---------- Material to process ----------
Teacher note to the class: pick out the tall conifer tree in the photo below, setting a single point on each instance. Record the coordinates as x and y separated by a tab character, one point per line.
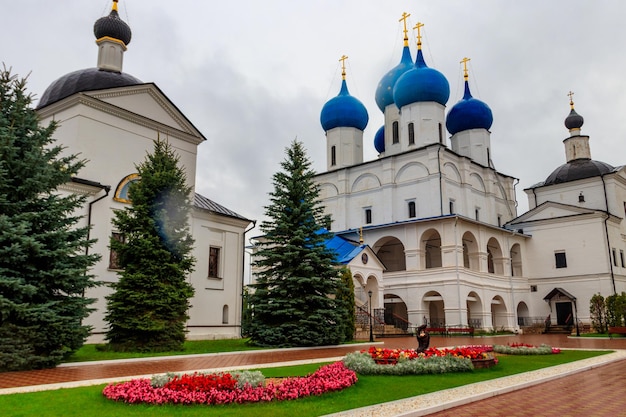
291	303
149	307
43	253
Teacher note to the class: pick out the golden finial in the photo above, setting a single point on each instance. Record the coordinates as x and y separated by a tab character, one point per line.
464	61
419	34
405	16
343	66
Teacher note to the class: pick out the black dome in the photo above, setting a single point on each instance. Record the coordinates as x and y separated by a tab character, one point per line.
113	27
89	79
577	170
574	120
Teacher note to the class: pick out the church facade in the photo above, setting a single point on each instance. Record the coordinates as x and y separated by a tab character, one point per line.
443	222
111	119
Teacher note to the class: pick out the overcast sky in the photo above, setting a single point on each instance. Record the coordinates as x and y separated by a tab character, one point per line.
253	75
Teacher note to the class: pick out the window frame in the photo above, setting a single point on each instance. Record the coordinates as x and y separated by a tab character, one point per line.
560	259
215	253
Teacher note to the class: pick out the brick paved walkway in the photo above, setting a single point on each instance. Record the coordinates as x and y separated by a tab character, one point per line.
600	391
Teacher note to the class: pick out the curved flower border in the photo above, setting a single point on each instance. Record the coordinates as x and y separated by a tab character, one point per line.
525	349
333	377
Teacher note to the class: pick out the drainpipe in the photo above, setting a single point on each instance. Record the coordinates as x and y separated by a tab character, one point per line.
606	231
106	189
440	181
243	267
456	264
513	306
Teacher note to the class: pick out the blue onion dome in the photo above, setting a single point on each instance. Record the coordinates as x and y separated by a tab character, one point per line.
112	26
384	91
421	84
344	110
468	113
379	140
574	120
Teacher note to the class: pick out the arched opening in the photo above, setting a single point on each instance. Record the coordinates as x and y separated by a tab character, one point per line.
498	313
474	310
431	247
516	261
523	315
390	251
396	313
434	305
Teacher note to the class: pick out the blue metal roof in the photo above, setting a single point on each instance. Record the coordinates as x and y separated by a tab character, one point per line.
345	249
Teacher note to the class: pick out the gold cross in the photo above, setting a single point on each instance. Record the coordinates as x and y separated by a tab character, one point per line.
419	34
343	66
405	16
571	100
464	61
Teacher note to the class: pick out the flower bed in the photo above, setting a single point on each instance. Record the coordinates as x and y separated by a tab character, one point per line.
525	349
225	388
380	361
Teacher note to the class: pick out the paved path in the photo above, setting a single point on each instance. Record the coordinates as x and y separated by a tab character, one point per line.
594	388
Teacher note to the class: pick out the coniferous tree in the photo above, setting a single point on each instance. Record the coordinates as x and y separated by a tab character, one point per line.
43	252
345	293
149	307
291	302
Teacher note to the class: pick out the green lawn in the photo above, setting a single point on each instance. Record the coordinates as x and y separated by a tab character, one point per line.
368	390
95	352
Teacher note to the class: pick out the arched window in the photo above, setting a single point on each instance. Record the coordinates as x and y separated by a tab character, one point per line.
121	191
225	314
412	212
395	133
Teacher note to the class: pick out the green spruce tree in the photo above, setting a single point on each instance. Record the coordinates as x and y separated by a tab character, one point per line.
345	293
293	302
43	252
149	307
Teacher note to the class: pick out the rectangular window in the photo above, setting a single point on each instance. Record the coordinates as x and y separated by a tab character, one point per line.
395	133
114	262
214	262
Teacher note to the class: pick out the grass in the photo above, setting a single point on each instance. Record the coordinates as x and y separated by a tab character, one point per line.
94	353
90	401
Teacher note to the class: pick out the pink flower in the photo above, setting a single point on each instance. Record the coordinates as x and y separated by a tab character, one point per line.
222	388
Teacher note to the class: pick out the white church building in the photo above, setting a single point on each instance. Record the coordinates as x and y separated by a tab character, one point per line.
441	221
111	119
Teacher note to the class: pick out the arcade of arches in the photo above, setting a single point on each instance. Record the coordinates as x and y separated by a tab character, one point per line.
436	283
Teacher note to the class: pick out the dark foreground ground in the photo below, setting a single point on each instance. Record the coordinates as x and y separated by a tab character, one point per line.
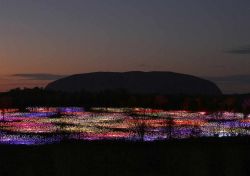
189	157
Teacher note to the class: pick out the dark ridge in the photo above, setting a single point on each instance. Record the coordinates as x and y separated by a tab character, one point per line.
137	82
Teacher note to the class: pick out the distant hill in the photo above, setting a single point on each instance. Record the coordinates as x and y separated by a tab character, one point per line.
137	82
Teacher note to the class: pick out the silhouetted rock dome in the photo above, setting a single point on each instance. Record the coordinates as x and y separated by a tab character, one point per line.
136	82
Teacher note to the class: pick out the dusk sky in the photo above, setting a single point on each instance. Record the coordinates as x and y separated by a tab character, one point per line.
43	39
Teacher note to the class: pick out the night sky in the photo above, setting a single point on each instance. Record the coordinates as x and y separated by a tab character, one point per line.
42	40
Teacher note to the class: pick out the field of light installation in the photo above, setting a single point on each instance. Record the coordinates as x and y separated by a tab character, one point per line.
43	125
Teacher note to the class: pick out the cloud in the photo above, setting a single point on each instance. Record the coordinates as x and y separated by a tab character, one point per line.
240	50
39	76
232	84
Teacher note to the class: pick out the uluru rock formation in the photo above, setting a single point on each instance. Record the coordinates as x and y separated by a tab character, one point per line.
137	82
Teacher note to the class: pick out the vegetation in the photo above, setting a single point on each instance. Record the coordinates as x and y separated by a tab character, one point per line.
120	98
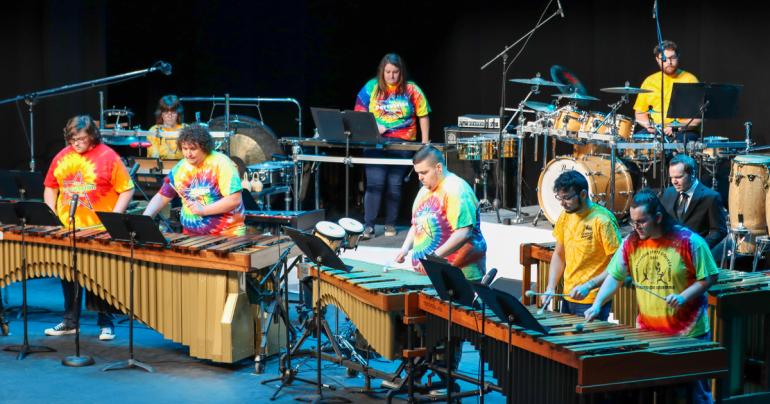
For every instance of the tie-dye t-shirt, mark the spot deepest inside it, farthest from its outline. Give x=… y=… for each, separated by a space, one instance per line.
x=666 y=265
x=162 y=147
x=214 y=179
x=437 y=214
x=97 y=176
x=398 y=113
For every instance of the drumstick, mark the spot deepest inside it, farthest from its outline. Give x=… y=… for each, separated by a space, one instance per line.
x=648 y=290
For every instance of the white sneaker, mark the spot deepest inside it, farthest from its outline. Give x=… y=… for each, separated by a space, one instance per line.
x=60 y=329
x=106 y=334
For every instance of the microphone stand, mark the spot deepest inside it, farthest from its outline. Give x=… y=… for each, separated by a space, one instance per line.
x=76 y=360
x=505 y=65
x=31 y=98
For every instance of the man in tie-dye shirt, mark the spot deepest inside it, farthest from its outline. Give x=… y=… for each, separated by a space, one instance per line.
x=90 y=169
x=445 y=218
x=208 y=184
x=672 y=269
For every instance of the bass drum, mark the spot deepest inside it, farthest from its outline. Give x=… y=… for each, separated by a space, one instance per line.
x=596 y=170
x=254 y=142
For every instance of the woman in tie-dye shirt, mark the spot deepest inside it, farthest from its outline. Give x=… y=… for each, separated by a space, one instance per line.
x=208 y=184
x=398 y=105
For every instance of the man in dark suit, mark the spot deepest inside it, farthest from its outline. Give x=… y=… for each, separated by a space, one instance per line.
x=693 y=204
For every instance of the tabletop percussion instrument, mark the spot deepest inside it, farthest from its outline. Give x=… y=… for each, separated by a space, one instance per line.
x=191 y=291
x=596 y=169
x=330 y=233
x=748 y=179
x=571 y=363
x=353 y=231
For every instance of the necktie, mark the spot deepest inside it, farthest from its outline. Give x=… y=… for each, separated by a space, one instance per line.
x=683 y=197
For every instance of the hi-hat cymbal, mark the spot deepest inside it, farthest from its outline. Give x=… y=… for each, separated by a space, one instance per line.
x=625 y=90
x=540 y=106
x=576 y=96
x=535 y=81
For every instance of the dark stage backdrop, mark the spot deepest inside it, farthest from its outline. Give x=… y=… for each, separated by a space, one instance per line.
x=321 y=53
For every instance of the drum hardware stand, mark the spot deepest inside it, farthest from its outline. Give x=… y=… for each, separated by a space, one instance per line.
x=21 y=212
x=76 y=360
x=321 y=255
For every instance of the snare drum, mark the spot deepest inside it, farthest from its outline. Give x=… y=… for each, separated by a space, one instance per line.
x=330 y=233
x=623 y=124
x=567 y=121
x=713 y=153
x=353 y=229
x=272 y=173
x=597 y=171
x=748 y=192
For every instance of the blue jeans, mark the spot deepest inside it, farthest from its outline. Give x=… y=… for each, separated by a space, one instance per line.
x=579 y=309
x=387 y=180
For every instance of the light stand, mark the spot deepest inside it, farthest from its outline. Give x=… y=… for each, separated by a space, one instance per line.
x=76 y=360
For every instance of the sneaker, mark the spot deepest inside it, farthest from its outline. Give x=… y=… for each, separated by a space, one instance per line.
x=368 y=233
x=60 y=329
x=390 y=231
x=106 y=334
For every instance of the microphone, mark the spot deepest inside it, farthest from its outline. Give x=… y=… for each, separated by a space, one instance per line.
x=133 y=170
x=489 y=277
x=73 y=206
x=164 y=67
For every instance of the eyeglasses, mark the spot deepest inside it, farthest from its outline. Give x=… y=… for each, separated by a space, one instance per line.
x=565 y=198
x=81 y=139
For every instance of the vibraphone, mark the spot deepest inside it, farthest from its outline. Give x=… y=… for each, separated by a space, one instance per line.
x=624 y=307
x=567 y=366
x=192 y=292
x=373 y=300
x=739 y=309
x=738 y=312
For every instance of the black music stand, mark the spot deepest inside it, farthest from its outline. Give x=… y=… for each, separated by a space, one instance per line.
x=512 y=311
x=451 y=285
x=321 y=255
x=36 y=214
x=136 y=230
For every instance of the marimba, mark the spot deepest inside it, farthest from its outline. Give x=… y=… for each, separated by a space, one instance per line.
x=567 y=366
x=192 y=292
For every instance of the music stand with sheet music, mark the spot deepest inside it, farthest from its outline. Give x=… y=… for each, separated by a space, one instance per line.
x=451 y=285
x=321 y=255
x=27 y=213
x=512 y=311
x=136 y=230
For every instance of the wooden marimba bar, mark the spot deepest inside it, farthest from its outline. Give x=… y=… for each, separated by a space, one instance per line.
x=192 y=292
x=567 y=366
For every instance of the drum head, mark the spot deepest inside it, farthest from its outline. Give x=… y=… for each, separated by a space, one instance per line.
x=351 y=225
x=330 y=230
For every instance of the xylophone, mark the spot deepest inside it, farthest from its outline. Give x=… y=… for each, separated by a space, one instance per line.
x=192 y=292
x=739 y=304
x=567 y=366
x=739 y=307
x=373 y=300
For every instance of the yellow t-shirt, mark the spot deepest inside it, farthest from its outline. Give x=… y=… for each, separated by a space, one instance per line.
x=652 y=82
x=590 y=238
x=161 y=147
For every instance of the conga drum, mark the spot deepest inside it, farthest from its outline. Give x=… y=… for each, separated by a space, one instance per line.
x=748 y=192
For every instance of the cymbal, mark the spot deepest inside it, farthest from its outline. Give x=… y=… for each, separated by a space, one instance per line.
x=535 y=81
x=625 y=90
x=540 y=106
x=576 y=96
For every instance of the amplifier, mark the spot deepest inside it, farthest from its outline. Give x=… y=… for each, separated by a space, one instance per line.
x=479 y=121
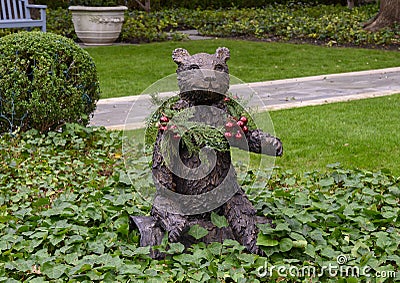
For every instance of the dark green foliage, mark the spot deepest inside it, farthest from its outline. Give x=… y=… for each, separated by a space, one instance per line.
x=65 y=200
x=326 y=24
x=96 y=3
x=59 y=21
x=46 y=80
x=218 y=4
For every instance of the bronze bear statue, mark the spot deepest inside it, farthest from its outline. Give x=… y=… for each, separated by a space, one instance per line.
x=193 y=184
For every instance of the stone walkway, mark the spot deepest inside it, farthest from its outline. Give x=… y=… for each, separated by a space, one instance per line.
x=131 y=112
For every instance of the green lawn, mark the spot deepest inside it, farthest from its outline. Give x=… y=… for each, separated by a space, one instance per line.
x=359 y=134
x=130 y=69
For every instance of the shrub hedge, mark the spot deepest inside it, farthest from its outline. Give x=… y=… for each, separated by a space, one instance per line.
x=46 y=80
x=331 y=24
x=201 y=4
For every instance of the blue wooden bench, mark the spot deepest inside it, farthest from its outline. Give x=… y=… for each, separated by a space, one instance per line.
x=17 y=14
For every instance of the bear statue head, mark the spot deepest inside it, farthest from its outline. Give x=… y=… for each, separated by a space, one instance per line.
x=202 y=77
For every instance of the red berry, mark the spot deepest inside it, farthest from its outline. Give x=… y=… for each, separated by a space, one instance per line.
x=164 y=119
x=244 y=119
x=240 y=123
x=229 y=125
x=163 y=128
x=228 y=135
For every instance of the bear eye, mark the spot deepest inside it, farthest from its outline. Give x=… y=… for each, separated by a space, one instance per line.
----------
§ Activity
Output the line bearing "For every instance of the green" along with all the lines after it through the end of the entries, exactly, and no other lines.

§ Answer to this problem
For every instance of the green lawn, mark the spot deepest inside it, farthest from its outline. Give x=… y=… for each, separated by a space, one instance per line.
x=359 y=134
x=130 y=69
For every instance of the shrub hedge, mark the spot deepest inside it, farthest from its outline. Give x=… y=… for each, separated by a space, one instance per line.
x=46 y=80
x=331 y=24
x=201 y=4
For every instance of the blue wooden bench, mark the spot deepest inside it, farthest from its outline. Give x=… y=… for each, separated by a space, one instance per line.
x=17 y=14
For every instance of the bear statue head, mark the spot deepest inside it, farthest from its outline. Give x=… y=… for each, separated by a space, one instance per line.
x=202 y=77
For every instance of the red berry, mark the spot deepest inside it, farthest from its outline. Give x=… y=… for each, separated by a space, one instance per line.
x=164 y=119
x=244 y=119
x=240 y=123
x=229 y=125
x=163 y=128
x=228 y=135
For every instance of the bear eye, mark the spot deepest inside it, farthest from its outline. Give x=… y=… for each, separated by a space, one instance per line.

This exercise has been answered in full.